EXERCISE BRIEF:
Reproduce verbatim the stretch of the material from its start through the line containing "column 85, row 87".

PROVIDED INFORMATION:
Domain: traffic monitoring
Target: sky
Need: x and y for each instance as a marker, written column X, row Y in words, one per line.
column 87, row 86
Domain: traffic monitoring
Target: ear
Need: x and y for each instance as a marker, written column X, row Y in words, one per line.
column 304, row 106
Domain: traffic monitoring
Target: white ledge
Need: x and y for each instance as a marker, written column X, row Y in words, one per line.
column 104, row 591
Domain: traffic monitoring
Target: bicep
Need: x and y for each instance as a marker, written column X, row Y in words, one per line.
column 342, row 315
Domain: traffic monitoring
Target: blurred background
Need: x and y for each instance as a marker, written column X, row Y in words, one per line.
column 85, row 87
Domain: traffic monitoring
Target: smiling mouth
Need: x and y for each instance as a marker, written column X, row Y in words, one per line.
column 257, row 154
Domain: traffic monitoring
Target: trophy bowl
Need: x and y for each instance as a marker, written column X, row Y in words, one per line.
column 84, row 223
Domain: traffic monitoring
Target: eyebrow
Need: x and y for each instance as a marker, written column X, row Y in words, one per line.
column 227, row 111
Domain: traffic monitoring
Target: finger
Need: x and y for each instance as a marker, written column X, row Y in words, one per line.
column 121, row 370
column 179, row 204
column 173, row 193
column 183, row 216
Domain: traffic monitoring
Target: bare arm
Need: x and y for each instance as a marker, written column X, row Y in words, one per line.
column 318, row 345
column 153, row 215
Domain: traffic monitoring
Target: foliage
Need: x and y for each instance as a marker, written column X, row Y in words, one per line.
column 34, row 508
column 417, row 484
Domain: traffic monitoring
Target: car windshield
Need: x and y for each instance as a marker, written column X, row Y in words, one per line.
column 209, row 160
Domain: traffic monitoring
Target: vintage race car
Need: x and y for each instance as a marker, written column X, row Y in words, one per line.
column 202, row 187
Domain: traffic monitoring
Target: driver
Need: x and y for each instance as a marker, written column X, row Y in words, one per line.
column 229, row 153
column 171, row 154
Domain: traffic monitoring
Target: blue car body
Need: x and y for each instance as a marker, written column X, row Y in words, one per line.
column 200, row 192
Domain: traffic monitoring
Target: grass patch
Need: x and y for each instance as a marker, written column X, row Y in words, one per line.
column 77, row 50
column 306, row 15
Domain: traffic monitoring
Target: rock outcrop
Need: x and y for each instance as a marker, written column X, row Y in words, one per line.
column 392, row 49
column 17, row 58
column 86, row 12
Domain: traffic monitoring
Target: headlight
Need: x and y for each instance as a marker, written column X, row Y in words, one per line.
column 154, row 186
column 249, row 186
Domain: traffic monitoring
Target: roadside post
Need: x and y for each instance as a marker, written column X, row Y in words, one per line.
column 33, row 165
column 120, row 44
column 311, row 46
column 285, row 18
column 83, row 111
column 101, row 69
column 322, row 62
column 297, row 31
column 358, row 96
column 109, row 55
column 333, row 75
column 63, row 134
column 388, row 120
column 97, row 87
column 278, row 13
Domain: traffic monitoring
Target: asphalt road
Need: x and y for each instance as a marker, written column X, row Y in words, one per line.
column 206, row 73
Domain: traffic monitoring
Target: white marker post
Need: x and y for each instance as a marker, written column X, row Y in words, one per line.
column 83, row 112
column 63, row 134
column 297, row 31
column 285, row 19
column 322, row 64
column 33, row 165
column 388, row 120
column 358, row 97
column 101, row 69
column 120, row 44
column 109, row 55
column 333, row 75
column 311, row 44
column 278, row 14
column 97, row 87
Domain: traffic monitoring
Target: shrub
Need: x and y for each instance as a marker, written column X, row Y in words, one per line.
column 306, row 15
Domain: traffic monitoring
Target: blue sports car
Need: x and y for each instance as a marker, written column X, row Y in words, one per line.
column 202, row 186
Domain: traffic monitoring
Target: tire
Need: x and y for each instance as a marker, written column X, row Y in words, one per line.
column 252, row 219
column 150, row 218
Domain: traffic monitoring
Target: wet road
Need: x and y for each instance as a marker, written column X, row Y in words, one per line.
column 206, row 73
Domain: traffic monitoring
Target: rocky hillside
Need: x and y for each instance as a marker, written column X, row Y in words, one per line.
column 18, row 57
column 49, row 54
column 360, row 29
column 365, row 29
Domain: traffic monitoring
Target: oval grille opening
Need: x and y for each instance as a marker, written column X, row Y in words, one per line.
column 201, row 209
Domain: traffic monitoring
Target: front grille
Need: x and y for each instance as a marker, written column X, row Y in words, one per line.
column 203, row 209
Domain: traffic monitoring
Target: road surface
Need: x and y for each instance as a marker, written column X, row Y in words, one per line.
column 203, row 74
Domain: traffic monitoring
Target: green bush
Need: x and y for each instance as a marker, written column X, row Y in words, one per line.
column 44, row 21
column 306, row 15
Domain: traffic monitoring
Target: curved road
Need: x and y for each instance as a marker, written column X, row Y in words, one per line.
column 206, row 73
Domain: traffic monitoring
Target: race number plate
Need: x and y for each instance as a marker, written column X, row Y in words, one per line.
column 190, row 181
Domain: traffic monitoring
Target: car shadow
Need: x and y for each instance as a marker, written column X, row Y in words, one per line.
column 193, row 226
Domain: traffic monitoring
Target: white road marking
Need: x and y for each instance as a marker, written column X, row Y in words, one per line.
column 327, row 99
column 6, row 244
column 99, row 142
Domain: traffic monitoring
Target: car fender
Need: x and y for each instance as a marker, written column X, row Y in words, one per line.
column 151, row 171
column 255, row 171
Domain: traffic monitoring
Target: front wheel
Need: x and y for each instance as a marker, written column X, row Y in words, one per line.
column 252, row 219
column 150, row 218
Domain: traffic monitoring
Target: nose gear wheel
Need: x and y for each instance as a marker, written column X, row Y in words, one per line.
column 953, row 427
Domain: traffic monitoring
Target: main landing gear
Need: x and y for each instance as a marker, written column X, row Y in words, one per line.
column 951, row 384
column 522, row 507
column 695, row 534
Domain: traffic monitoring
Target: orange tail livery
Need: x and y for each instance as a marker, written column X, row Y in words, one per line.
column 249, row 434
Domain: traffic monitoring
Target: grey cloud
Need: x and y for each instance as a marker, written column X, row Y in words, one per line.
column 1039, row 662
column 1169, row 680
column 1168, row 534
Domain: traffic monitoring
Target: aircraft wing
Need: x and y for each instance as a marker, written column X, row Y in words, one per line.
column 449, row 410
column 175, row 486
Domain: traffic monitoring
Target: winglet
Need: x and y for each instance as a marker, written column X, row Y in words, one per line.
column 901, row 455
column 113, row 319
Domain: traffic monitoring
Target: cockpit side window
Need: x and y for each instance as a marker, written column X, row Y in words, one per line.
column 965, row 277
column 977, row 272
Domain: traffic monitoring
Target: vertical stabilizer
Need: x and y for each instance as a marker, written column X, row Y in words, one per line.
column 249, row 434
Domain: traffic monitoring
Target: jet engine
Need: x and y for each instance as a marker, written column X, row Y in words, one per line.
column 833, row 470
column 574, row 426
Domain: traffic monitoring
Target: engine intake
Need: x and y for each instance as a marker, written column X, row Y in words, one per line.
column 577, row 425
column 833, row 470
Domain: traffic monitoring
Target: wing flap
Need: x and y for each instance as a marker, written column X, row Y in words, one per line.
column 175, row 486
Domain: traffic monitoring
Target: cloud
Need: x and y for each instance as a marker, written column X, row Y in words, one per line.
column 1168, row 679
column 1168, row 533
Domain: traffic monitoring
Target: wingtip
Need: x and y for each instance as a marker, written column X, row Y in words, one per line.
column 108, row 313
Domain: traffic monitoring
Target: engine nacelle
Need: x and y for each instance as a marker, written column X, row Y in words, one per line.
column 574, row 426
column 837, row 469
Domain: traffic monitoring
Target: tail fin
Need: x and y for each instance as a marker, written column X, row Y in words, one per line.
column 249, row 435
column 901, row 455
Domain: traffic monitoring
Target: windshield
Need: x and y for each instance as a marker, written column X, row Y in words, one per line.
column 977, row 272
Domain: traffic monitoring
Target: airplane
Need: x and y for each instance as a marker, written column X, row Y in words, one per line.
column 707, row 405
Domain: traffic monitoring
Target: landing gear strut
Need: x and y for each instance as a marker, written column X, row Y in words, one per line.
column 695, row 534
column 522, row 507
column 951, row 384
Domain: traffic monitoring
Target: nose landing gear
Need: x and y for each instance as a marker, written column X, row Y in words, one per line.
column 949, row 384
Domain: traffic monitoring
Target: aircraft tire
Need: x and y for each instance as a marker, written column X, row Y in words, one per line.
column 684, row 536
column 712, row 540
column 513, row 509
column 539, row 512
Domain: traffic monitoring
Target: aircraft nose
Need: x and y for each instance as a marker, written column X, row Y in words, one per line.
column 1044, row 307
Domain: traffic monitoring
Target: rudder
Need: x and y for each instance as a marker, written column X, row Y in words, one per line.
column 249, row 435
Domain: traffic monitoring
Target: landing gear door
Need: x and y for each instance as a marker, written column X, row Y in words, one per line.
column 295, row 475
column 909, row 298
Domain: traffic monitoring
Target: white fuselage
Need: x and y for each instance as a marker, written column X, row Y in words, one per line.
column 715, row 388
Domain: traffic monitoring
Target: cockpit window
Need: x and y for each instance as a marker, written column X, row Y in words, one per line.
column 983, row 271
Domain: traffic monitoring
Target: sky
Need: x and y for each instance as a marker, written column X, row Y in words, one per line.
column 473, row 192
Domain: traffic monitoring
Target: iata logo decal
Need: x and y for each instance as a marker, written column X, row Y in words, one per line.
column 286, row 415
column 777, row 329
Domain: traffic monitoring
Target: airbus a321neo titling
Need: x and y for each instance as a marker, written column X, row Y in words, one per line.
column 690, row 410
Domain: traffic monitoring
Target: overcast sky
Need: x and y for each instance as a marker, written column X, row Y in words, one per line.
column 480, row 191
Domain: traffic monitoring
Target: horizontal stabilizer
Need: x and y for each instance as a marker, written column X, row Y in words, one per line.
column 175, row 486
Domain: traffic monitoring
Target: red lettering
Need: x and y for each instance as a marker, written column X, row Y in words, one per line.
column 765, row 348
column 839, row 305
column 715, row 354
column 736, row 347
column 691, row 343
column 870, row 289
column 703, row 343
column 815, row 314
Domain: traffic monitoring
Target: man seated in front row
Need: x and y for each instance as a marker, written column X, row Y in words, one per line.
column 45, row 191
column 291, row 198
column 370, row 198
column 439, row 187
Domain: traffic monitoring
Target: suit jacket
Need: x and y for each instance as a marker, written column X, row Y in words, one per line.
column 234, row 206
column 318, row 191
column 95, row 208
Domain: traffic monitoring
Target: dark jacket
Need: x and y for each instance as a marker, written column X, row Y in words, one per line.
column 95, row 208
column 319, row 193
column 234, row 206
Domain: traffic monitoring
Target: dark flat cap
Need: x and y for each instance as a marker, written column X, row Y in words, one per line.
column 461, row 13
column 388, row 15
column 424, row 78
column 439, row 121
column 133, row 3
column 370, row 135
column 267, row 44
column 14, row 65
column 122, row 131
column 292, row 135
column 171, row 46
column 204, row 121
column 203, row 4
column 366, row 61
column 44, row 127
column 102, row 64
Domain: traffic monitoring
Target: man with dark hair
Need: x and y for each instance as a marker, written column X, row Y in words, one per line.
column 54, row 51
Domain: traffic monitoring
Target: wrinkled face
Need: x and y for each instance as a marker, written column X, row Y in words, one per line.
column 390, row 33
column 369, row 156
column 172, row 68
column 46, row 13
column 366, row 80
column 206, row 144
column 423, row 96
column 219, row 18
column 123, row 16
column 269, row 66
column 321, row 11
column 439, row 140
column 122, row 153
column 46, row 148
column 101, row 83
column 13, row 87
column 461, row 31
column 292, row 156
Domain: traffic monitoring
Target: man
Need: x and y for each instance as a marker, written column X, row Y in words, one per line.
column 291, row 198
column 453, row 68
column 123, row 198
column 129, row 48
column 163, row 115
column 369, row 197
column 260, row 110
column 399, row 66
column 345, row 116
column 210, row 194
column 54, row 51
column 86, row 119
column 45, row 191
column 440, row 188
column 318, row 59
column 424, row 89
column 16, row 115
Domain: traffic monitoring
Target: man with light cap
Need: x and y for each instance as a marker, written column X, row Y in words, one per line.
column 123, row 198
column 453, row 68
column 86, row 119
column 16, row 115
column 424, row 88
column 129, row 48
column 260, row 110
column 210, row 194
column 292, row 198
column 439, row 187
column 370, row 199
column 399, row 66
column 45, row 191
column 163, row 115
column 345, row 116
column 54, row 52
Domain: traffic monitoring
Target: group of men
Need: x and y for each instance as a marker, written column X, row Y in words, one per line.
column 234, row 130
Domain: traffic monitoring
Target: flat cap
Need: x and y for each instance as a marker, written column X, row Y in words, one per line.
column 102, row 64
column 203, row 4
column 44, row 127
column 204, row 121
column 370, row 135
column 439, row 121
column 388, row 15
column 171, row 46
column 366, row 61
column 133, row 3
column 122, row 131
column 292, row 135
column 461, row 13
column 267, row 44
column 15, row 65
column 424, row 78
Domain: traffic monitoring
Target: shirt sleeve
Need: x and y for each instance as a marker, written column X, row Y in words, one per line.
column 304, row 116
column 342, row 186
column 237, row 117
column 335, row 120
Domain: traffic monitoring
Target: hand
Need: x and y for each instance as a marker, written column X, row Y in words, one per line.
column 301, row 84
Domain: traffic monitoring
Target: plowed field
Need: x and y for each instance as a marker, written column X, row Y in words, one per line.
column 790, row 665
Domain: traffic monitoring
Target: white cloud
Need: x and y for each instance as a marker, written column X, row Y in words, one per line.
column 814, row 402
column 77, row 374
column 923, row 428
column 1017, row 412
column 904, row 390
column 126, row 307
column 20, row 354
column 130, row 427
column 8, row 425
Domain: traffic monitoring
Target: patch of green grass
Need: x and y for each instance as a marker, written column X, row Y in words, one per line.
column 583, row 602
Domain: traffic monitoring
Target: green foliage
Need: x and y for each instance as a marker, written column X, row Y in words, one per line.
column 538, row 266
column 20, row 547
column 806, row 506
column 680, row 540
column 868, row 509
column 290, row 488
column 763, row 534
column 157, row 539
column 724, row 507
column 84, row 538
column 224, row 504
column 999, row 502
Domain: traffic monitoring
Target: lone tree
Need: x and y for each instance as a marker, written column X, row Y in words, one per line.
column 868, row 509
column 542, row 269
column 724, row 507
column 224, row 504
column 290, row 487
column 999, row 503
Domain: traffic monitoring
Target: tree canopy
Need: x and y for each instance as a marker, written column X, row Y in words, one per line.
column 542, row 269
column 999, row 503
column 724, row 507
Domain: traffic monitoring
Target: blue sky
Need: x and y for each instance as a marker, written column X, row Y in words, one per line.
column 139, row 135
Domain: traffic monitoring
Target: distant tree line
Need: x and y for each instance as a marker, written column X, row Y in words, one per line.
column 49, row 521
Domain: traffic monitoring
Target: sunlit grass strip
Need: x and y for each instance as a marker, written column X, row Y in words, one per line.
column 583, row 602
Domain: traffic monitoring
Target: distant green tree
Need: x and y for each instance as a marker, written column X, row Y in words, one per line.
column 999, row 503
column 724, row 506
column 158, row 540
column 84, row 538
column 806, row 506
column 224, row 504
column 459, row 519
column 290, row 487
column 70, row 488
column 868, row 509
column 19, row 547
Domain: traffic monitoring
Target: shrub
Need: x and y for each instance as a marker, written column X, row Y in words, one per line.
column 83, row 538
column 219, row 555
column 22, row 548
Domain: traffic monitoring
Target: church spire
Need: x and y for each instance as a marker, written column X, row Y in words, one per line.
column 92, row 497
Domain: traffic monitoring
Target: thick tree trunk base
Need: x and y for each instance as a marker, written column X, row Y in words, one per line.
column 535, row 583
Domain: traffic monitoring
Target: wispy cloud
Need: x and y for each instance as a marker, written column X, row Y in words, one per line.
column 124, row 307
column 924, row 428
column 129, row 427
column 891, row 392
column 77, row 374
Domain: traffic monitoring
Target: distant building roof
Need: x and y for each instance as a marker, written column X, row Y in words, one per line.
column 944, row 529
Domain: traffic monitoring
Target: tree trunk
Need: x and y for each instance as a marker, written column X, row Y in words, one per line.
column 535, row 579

ANSWER:
Domain: traffic monitoring
Target: sky
Need: x and y for each instance as a marker, written column X, row Y in words, one per line.
column 87, row 86
Domain: traffic monitoring
Target: ear
Need: x and y for each instance as a marker, written column X, row Y in words, one per line.
column 304, row 106
Domain: traffic monitoring
Target: white ledge
Need: x and y for each instance as a marker, written column X, row Y in words, one per line.
column 104, row 591
Domain: traffic monitoring
Target: bicep
Need: x and y for each instance as a marker, written column X, row Y in words, one per line.
column 342, row 315
Domain: traffic monitoring
Target: blurred background
Need: x and y for each instance as a marker, written column X, row Y in words, one per line.
column 85, row 87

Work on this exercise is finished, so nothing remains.